Retype exactly the lines from the one holding "Target: metal gate" through the final line of the data, both included.

Top of Data records

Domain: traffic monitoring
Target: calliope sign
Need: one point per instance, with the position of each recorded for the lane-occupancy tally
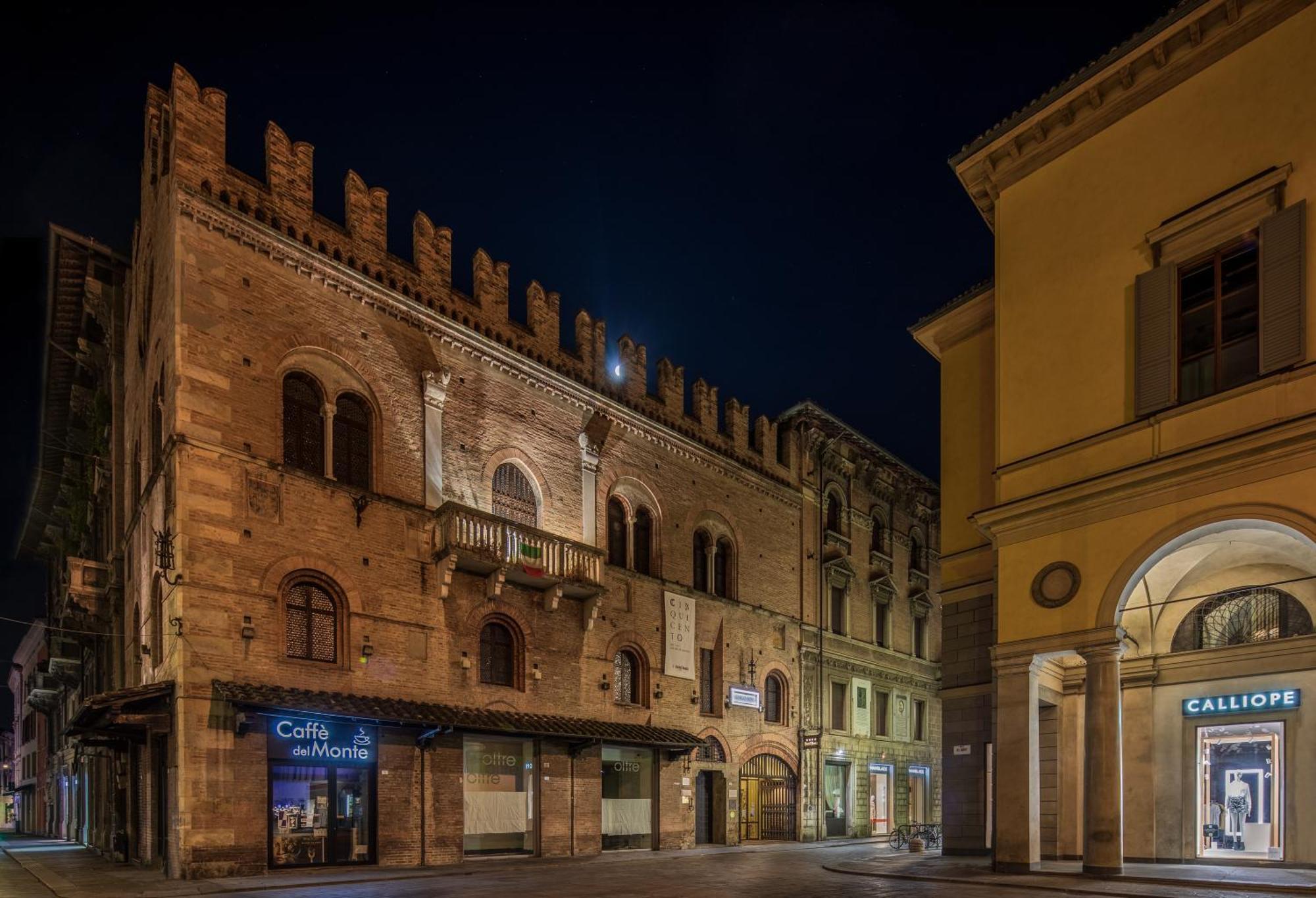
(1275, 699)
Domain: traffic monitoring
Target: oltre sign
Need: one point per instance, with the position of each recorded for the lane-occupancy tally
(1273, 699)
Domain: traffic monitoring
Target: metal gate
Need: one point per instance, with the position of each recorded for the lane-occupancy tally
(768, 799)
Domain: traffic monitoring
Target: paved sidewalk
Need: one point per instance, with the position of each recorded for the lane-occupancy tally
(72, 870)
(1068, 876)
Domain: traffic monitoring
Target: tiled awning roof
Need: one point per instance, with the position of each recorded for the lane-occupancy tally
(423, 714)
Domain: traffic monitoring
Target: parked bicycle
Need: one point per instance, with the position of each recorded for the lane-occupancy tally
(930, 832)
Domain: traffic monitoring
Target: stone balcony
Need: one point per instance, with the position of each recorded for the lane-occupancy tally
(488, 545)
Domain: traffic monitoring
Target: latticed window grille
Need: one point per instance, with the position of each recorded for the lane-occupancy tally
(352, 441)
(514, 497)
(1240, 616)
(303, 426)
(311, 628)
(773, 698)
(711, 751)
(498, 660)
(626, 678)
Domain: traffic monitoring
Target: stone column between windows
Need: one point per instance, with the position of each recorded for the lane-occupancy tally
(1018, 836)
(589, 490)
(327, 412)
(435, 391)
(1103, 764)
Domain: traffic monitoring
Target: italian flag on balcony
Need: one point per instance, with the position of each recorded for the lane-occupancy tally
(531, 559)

Bottom of Data records

# Problem solution
Target: metal gate
Need: one point per instance, with the position of each recorded for the lane-occupancy tally
(768, 799)
Domain: traffic monitoring
Target: paved sidewalk
Need: one point per instance, with the position of each recorded for the lane-occupancy tally
(72, 870)
(1068, 876)
Domain: traffic monitoring
Target: tiled awning roof
Need: one point per instance, with the position of each recorded for the lane-occupancy tally
(423, 714)
Domain: traffic monitoring
Target: parked bicycle
Need: one point per instance, with the position of each recorded for the lane-occupancy tally
(930, 832)
Domain: traffic monitoring
Target: stone balcony
Need: one point per instance, with the position of each recorded for the lane-occupancy tally
(488, 545)
Domain: traffic monitoring
Target: latticed window grille
Need: one point per instance, with the position of each recorded for the lane-occupancy tally
(352, 441)
(514, 497)
(1240, 616)
(303, 426)
(311, 628)
(773, 698)
(711, 751)
(498, 660)
(626, 678)
Domain: traffic monitoring
Target: stone column between windows
Need: one point per instance, with the position of each recorded for the lane-occupancy tally
(1018, 836)
(589, 490)
(327, 412)
(435, 391)
(1103, 764)
Domain: traffic monitoring
Target: italian flag on balcony
Need: one point per instance, with the position of each recorded for the lane-occupancy tally
(531, 559)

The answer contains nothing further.